## SOURCE PASSAGE
'''
# Cigar friendly lounge in Des Moines or West Des Moines Iowa



## rmorman (Apr 7, 2010)

Howdy all!

I have noticed a couple places in the capital city have a place to share a cigar now. I am looking for a place to go during a possible business trip in 2 weeks. I'm not looking for anything too trendy, loud or crowded on a Monday? night. I have found a couple possibilities. Can anybody recommend anything?
101 Lounge
Beechwood Lounge
Cabaret West Glen (I remember this smoking area to be a bit packed/loud)
Cattoor's On Grand
Charlie's Filling Station
Front Row
Limey's Pub
Pal Joey's Lounge
Sullys Irish Pub
*Tonic Bar (I THINK this was the place I had a cigar on their 2nd story balcony) If so, I liked it.*
Trophy's Sports Bar and Grill
*Wellma's Pub and Rooftop (I saw this place when I went to Tonic Bar. Does the rooftop allow cigars?)*
Has anybody had a cigar in any of these places recently?

Thanks,
Russ


----------



## tpharkman (Feb 20, 2010)

I have never been to the Tonic Bar but I do believe it is the place David's Briar Shoppe chooses for all of it's cigar dinners. You might give David's a call and also inquire at the Cigar Source on Ingersoll as they will occasionally pull off an event at a cigar friendly establishment as well. Both of those shops will be "in the know" on where you can have an enjoyable experience for an evening.


----------



## c2000 (Oct 16, 2003)

I thought Iowa passed a smoke ban a few years back,,correct me if I'm wrong. I thought the only place you could smoke was the casinos. 


Jerry in Minnesota.


----------



## rmorman (Apr 7, 2010)

Jerry,
They did pass a smoke ban, but some select places have found ways around it. Smoking on a patio of a bar for instance. Or Pars & Cigars has a nice humidor and a small smoking lounge. Where there is a will, there is a way!


----------



## rmorman (Apr 7, 2010)

Got this reply from David's Briar Shop when I asked about places to smoke cigars in DSM:

_We especially recommend Tonic Bar (West Glen) since we have smoked cigars there recently. We also recommend all the others on your list except Caberet West Glen (don't allow cigars any longer) and Wellman's, as we don't know if they allow cigars. But to find a place not loud or crowded on a Monday night is difficult._


----------



## tpharkman (Feb 20, 2010)
'''
## STATED GOAL
Reproduce the portion of the cigar lounge thread starting with "I have never" and going on through "for an evening.". The lines that follow have no connection to the cigar lounge thread.

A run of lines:
'''
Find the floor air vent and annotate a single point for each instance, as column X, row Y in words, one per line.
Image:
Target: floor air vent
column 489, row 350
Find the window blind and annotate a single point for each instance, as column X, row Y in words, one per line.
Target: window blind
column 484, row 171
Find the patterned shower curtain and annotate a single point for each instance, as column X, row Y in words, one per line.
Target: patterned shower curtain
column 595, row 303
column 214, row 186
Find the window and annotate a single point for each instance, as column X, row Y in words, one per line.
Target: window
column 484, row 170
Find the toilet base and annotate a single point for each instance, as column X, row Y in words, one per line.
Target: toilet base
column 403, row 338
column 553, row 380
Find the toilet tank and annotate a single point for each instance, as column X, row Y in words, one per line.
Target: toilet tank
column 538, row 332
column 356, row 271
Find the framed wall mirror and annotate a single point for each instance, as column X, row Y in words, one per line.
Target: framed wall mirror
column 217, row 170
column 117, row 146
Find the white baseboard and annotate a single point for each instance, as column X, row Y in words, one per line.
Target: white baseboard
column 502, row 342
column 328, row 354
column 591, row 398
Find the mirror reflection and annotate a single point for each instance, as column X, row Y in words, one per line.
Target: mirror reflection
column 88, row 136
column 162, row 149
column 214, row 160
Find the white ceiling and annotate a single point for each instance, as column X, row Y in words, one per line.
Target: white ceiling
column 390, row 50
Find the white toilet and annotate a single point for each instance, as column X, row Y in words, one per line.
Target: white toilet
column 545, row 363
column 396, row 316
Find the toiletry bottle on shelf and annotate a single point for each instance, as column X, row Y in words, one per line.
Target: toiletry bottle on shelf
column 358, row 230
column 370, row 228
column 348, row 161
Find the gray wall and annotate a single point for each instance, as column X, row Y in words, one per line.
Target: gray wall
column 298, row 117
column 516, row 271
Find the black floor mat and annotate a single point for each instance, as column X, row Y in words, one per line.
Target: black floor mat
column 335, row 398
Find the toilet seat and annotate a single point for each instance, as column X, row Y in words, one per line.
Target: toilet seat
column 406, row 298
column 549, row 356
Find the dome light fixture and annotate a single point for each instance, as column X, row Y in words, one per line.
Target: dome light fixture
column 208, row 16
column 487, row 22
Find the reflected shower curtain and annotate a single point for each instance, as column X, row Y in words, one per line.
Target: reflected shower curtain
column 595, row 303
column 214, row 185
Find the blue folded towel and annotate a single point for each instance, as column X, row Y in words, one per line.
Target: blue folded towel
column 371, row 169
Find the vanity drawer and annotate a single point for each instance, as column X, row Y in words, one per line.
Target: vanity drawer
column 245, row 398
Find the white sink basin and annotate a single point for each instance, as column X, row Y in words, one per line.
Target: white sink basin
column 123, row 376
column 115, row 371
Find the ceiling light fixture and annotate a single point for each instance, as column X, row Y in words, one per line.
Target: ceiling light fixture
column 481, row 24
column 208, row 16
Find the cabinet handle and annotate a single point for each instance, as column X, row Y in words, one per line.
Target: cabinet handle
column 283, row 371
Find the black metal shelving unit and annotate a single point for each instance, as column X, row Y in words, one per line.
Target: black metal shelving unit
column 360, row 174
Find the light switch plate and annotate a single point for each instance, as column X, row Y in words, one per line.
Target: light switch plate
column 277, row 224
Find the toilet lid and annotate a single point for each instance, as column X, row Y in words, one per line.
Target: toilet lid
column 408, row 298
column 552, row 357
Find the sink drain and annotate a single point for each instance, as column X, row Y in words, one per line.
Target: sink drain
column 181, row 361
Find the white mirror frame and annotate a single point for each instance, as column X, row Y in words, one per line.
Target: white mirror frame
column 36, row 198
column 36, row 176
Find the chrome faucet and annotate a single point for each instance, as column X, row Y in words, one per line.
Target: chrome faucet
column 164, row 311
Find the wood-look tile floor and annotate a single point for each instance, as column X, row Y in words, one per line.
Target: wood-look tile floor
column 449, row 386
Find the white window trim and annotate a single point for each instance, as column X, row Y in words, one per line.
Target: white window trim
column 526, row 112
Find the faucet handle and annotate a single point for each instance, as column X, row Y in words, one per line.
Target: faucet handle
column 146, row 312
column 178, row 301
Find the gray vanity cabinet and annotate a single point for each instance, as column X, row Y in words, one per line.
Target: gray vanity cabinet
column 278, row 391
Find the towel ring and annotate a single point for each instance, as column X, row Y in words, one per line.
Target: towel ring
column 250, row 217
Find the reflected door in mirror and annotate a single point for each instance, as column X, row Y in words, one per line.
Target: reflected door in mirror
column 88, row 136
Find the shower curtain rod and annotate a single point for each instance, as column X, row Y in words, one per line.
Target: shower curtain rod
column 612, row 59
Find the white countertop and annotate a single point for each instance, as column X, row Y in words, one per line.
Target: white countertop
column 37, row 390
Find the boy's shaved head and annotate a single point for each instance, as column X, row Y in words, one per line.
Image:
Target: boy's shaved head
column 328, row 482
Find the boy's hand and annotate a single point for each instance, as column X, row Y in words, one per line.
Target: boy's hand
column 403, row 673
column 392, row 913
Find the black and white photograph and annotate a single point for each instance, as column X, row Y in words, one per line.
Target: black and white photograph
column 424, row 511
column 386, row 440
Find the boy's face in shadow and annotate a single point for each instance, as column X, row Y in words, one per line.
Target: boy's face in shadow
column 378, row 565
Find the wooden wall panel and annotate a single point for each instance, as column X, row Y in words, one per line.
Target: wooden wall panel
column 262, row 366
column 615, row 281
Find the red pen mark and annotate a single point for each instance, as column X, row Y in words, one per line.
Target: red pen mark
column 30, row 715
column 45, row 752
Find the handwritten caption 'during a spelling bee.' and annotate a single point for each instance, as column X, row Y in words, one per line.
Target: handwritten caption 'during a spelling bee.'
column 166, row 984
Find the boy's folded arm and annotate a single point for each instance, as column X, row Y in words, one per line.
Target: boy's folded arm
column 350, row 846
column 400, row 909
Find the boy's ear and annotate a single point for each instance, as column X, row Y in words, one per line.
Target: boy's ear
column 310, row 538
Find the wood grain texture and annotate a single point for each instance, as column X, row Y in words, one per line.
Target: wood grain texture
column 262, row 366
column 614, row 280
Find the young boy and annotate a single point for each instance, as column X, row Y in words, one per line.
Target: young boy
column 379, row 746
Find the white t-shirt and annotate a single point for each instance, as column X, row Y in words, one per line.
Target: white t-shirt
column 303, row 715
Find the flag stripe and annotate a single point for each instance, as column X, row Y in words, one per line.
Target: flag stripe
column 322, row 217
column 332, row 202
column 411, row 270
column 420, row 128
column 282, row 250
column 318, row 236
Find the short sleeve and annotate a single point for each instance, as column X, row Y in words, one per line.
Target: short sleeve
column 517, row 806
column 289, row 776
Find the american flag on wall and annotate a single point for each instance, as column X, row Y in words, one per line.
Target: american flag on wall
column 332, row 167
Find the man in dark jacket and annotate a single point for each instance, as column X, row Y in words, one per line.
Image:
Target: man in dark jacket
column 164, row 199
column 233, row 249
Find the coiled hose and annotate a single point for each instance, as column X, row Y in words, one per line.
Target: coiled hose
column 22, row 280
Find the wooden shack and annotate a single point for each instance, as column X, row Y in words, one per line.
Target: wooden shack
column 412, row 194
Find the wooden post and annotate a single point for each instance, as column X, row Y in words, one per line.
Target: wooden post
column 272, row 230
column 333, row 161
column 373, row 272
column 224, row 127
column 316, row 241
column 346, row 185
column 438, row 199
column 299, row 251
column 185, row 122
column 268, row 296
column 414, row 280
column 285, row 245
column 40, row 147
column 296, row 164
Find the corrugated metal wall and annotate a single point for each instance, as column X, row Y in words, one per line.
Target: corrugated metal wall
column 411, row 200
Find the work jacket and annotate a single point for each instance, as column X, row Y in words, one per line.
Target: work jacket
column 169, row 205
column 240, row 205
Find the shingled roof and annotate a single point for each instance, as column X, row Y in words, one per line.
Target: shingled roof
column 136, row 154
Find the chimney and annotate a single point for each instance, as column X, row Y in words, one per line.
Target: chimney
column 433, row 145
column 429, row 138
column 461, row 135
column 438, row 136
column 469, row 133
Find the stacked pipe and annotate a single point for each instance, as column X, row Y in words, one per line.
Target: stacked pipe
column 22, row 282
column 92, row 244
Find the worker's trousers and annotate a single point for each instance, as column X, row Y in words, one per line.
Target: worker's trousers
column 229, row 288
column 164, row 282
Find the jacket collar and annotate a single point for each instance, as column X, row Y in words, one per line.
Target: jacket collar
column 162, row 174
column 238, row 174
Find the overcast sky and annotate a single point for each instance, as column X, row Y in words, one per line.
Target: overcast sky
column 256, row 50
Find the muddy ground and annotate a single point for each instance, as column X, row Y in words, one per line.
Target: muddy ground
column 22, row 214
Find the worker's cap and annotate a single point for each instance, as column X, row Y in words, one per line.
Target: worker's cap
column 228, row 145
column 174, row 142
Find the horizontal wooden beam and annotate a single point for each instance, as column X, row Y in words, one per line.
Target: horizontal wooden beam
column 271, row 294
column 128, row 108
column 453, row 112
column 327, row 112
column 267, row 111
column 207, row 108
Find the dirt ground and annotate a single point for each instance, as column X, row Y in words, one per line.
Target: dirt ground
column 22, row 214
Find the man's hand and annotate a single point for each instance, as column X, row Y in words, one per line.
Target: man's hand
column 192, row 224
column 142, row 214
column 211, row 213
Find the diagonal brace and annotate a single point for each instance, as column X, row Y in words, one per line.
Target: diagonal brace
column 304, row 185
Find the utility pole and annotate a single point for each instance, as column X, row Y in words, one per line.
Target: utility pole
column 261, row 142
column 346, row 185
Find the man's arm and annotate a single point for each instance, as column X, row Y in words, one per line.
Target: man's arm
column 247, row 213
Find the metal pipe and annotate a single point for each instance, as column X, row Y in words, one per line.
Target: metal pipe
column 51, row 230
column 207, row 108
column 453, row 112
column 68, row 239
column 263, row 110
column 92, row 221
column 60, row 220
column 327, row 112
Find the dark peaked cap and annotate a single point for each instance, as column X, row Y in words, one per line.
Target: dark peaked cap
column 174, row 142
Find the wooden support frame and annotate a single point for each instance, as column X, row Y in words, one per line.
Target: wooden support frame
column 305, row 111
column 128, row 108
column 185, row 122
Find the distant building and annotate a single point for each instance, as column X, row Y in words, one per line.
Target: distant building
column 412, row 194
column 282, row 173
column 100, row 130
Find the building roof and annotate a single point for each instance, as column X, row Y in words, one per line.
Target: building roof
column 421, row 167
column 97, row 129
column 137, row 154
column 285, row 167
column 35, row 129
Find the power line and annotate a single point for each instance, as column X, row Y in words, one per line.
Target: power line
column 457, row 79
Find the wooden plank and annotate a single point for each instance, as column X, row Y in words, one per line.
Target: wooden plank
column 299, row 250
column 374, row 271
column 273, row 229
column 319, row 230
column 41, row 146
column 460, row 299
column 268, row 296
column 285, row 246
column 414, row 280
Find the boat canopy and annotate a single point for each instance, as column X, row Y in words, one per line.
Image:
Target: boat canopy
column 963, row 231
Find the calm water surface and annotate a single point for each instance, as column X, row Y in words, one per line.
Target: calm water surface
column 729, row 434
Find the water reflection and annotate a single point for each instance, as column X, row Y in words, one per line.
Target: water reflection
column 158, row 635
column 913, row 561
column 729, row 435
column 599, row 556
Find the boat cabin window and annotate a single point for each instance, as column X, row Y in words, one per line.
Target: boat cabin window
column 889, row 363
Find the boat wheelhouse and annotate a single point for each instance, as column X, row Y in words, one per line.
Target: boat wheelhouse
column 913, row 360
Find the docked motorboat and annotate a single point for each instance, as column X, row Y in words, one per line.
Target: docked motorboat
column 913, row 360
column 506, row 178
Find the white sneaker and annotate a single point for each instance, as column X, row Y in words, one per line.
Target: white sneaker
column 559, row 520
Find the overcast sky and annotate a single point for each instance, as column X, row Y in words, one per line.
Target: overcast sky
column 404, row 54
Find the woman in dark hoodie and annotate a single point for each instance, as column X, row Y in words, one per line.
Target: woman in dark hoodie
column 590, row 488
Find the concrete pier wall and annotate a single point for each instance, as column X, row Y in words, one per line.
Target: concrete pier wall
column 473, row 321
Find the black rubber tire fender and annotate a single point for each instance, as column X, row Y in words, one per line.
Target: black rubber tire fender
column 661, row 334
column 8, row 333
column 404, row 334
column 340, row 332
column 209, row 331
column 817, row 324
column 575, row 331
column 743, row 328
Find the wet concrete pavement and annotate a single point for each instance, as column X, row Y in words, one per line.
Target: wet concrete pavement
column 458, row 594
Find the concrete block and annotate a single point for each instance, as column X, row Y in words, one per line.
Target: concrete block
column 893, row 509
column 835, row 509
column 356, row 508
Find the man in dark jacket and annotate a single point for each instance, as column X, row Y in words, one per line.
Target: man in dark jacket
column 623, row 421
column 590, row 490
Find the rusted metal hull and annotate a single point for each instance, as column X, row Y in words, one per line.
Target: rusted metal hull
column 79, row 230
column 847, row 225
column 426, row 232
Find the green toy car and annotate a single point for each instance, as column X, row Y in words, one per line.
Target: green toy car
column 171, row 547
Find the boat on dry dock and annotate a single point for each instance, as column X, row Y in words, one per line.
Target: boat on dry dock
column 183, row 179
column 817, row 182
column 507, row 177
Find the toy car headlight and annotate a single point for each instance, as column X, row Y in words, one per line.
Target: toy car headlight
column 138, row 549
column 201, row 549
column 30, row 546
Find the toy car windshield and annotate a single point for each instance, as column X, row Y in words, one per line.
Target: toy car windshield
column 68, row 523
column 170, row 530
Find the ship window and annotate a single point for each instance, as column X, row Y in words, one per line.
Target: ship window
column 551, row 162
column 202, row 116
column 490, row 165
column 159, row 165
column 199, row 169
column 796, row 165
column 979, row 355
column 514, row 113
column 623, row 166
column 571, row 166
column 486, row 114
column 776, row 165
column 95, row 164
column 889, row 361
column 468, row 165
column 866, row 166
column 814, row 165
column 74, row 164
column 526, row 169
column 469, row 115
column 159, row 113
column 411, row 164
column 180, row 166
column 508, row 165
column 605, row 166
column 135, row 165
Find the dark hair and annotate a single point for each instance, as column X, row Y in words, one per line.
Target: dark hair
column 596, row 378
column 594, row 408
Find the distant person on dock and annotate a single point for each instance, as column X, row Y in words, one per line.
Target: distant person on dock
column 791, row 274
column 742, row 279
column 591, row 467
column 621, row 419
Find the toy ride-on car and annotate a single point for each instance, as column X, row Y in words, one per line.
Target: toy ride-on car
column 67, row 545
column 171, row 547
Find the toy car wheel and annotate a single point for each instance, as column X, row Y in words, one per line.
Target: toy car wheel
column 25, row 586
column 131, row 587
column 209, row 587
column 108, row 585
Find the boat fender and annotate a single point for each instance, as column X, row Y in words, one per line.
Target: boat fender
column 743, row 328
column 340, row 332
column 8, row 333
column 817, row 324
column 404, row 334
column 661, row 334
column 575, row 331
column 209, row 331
'''
## SOLUTION
I have never been to the Tonic Bar but I do believe it is the place David's Briar Shoppe chooses for all of it's cigar dinners. You might give David's a call and also inquire at the Cigar Source on Ingersoll as they will occasionally pull off an event at a cigar friendly establishment as well. Both of those shops will be "in the know" on where you can have an enjoyable experience for an evening.